Segment Start: Material to process

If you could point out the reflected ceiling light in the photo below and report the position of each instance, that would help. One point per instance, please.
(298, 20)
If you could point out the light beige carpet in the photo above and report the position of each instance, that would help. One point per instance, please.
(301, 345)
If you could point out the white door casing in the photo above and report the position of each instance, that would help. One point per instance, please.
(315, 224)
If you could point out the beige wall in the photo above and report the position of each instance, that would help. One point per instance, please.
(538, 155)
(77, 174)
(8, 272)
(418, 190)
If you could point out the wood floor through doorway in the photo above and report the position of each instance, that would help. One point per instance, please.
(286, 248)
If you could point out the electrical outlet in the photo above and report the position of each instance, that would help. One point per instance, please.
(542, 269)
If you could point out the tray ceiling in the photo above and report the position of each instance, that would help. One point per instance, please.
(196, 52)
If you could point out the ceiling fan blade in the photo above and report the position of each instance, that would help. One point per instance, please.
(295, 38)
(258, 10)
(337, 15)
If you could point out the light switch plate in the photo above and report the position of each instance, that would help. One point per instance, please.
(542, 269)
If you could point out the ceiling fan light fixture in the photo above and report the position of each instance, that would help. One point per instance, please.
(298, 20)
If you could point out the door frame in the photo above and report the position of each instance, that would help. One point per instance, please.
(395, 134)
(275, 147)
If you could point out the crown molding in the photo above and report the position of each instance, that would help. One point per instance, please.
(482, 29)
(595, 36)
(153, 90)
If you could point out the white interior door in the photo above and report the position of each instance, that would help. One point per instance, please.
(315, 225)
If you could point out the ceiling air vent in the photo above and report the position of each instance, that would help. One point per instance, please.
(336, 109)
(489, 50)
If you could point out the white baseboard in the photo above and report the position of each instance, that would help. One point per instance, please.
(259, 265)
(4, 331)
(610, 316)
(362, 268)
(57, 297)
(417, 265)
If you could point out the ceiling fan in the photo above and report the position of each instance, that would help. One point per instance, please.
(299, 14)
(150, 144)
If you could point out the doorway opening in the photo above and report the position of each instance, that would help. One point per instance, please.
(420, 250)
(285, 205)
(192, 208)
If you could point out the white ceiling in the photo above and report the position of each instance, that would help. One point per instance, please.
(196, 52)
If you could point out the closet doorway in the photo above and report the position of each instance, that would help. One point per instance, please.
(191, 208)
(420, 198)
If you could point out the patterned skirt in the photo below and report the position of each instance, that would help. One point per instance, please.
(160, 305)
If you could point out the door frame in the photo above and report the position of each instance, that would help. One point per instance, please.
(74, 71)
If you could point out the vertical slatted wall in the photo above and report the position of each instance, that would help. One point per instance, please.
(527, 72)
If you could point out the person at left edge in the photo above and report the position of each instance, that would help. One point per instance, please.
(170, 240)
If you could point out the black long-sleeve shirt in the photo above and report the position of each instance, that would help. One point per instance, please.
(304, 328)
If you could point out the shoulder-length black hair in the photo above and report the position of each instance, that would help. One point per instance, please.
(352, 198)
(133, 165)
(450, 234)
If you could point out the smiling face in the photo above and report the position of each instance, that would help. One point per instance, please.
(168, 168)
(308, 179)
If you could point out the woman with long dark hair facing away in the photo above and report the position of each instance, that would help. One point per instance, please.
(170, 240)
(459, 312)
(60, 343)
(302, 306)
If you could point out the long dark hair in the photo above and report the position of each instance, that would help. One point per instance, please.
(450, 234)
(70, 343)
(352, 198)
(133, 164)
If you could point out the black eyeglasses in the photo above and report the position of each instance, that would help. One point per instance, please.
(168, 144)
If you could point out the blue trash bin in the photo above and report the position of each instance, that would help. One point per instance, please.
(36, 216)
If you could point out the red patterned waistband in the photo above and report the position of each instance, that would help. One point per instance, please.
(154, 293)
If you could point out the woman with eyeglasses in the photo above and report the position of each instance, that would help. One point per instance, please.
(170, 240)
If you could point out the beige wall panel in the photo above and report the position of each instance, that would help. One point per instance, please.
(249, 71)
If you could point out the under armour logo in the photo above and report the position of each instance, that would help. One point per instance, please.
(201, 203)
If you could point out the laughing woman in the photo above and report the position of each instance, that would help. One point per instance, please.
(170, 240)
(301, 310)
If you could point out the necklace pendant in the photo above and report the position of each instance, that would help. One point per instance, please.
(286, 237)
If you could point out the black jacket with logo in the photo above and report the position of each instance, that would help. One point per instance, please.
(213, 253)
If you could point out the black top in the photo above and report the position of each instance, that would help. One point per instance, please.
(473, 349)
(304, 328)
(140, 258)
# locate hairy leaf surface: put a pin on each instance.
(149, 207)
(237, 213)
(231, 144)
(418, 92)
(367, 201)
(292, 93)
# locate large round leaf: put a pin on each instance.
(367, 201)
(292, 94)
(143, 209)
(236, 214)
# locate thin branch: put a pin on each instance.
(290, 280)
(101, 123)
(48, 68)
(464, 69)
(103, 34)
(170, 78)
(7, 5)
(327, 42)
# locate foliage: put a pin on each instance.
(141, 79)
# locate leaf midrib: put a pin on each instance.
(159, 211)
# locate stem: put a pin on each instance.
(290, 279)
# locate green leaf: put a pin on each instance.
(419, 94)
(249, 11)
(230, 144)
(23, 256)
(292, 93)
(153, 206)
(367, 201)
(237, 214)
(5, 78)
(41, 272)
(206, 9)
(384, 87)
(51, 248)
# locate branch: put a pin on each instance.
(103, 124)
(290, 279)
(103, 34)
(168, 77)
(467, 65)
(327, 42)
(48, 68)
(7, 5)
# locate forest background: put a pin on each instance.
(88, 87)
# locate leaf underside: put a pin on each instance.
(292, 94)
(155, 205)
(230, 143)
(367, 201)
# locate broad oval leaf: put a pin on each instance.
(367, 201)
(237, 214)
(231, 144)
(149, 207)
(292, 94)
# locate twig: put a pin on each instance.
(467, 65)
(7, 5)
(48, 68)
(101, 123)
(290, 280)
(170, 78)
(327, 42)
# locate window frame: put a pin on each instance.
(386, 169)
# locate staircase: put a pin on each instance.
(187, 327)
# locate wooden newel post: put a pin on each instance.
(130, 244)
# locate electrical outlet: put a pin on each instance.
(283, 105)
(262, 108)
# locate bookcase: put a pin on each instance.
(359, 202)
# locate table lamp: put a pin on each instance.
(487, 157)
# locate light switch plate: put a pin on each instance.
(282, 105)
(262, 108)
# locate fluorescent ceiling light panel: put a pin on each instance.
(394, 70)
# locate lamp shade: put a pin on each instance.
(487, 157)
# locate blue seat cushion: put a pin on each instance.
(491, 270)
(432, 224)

Segment End: Material to process

What you should do >>
All of the material above needs to be transcribed verbatim.

Response to the task >>
If you could point out the reflected ceiling light in the photo below and report the position of each instance, that would help. One point per instance, please.
(298, 20)
If you could point out the light beige carpet in the photo above and report the position of each instance, that would help. One point per instance, please.
(301, 345)
If you could point out the white door casing in the photo above and report the position of each instance, that would help. One point per instance, please.
(315, 224)
If you could point out the beige wall in the photo above and report the position of each instance, that would help. One point per instance, please.
(538, 155)
(77, 174)
(8, 272)
(418, 190)
If you could point out the wood floor through doorway in the photo above and report the position of each instance, that would help. One point per instance, please.
(286, 248)
If you could point out the electrical outlet in the photo above and report the position of each instance, that would help. One point per instance, please.
(542, 269)
If you could point out the tray ceiling in the photo above and report the position of each instance, that would help. One point per instance, please.
(196, 52)
If you could point out the ceiling fan blade in the photo above and report the position of each instance, that would help. One point per instance, please.
(295, 38)
(258, 10)
(337, 15)
If you could point out the light switch plate in the photo above and report the position of each instance, that would help. One point per instance, please.
(542, 269)
If you could point out the ceiling fan light fixture in the photo above and report the position of each instance, that would help. One point per instance, please.
(298, 20)
If you could point out the door frame in the photo above and report the position of each instance, that would help. One point per instance, please.
(395, 134)
(275, 147)
If you could point out the crown molding in the photo above and report the position of each instance, that would help. One point per instance, please.
(482, 29)
(595, 36)
(153, 90)
If you could point out the white interior door in the photo above and report the position of each instance, that would help. One point per instance, please.
(315, 225)
If you could point out the ceiling air vent in the photo above and report the position of each instance, that would help. One point per instance, please.
(336, 109)
(489, 50)
If you could point out the white baseboard in the photo above and report the position of each instance, that would help. One point per instance, please.
(259, 265)
(4, 331)
(610, 316)
(362, 268)
(57, 297)
(417, 265)
If you could point out the ceiling fan in the photo above and report the position of each instance, that would help. One point per instance, please.
(299, 14)
(150, 144)
If you could point out the doorway opening in the photo above and report the position of each instance, that would help. One point per instance, please.
(420, 250)
(285, 205)
(192, 208)
If you could point out the white ceiling in the photo above and report the position of each instance, that would help. One point per instance, please.
(196, 52)
If you could point out the closet doorway in the photo above and report the position of each instance, that would help. One point per instance, please.
(191, 208)
(420, 198)
If you could point out the patterned skirt in the photo below and report the position of each instance, that would help. One point per instance, please.
(160, 305)
If you could point out the door frame in the photo above and report the position of each instance, that would help. One point per instance, please.
(74, 71)
If you could point out the vertical slatted wall in the photo above and report the position of each instance, that would help. One point per instance, please.
(527, 72)
If you could point out the person at left edge in the photo above and report the position of each instance, that would help. One point per instance, please.
(170, 240)
If you could point out the black long-sleeve shirt in the photo above and report the position of each instance, that would help. One point per instance, please.
(304, 328)
If you could point out the shoulder-length black hair in the photo above and report the position of each instance, that would help. One point per instance, please.
(352, 198)
(133, 165)
(450, 234)
If you could point out the smiling face in the photo above and report the position of each instance, that would help. One point per instance, please.
(168, 168)
(308, 179)
If you could point out the woman with long dark hair facing away in the photo above and report the position of each instance, that would help. One point per instance, please.
(170, 240)
(459, 312)
(60, 343)
(302, 306)
If you could point out the long dark hair in the photo above and report the position of each instance, that would help. One point per instance, please.
(450, 234)
(70, 343)
(352, 198)
(133, 164)
If you could point out the black eyeglasses in the photo above and report the position of each instance, that would help. One point per instance, please.
(168, 144)
If you could point out the blue trash bin in the photo above and report the position of each instance, that would help. One point per instance, please.
(36, 216)
If you could point out the red patterned waistband in the photo above and report the position of each instance, that would help. One point per instance, please.
(154, 293)
If you could point out the woman with eyeglasses in the photo above and report the position of each instance, that would help. One point per instance, please.
(170, 240)
If you could point out the beige wall panel in the photo above and report the position of each instance, that would help. One point per instance, please.
(249, 71)
If you could point out the under armour logo in the photo above and report the position of each instance, that would help. One point per instance, please.
(201, 203)
If you could point out the laughing woman in the photo above and report the position of each instance, that would help. One point per instance, please.
(170, 240)
(301, 310)
If you could point out the necklace pendant in the photo above and report the position of each instance, that would help. One point per instance, please.
(286, 237)
If you could point out the black jacket with logo in the photo above and report the position of each instance, that would help. One point per instance, please.
(213, 253)
If you could point out the black top in the photo above and report the position of each instance, that would help. One point per instance, please.
(473, 349)
(304, 328)
(140, 258)
# locate hairy leaf surface: put a pin on each instance.
(149, 207)
(237, 213)
(231, 144)
(418, 92)
(367, 201)
(292, 93)
# locate large round leaf: put a pin on each instance.
(367, 201)
(292, 94)
(143, 209)
(236, 214)
# locate thin branch: put a pin on each instance.
(290, 280)
(101, 123)
(48, 68)
(464, 69)
(103, 34)
(170, 78)
(7, 5)
(327, 42)
# locate foliage: put a pin on each instance.
(141, 79)
# locate leaf midrib: put a pin on each instance.
(159, 211)
# locate stem: put a pin on each instance.
(290, 279)
# locate green leaf: put a pin on each instance.
(419, 94)
(249, 11)
(230, 144)
(23, 256)
(292, 93)
(153, 206)
(367, 201)
(237, 214)
(5, 78)
(41, 272)
(206, 9)
(384, 87)
(51, 248)
# locate branch: put a pin on each instance.
(103, 124)
(290, 279)
(103, 34)
(168, 77)
(467, 65)
(327, 42)
(48, 68)
(7, 5)
# locate forest background: put a pin on each instance.
(88, 87)
# locate leaf underside: put a pin on each instance.
(292, 94)
(155, 205)
(230, 143)
(367, 201)
# locate broad oval leaf: put a pin on each instance.
(367, 201)
(237, 214)
(231, 144)
(149, 207)
(292, 94)
# locate twig: put a pin on each instance.
(467, 65)
(7, 5)
(48, 68)
(101, 123)
(290, 280)
(170, 78)
(327, 42)
# locate window frame: put a pin on each instance.
(386, 169)
# locate staircase: put a pin on each instance.
(187, 327)
# locate wooden newel post: put a pin on each instance.
(130, 244)
# locate electrical outlet: put a pin on each instance.
(283, 105)
(262, 108)
# locate bookcase: put a pin on each instance.
(359, 202)
# locate table lamp: put a pin on each instance.
(487, 157)
# locate light switch plate: put a pin on each instance.
(282, 105)
(262, 108)
# locate fluorescent ceiling light panel: put a pin on each instance.
(394, 70)
# locate lamp shade: put a pin on each instance.
(487, 157)
# locate blue seat cushion: put a pin on each instance.
(491, 270)
(432, 224)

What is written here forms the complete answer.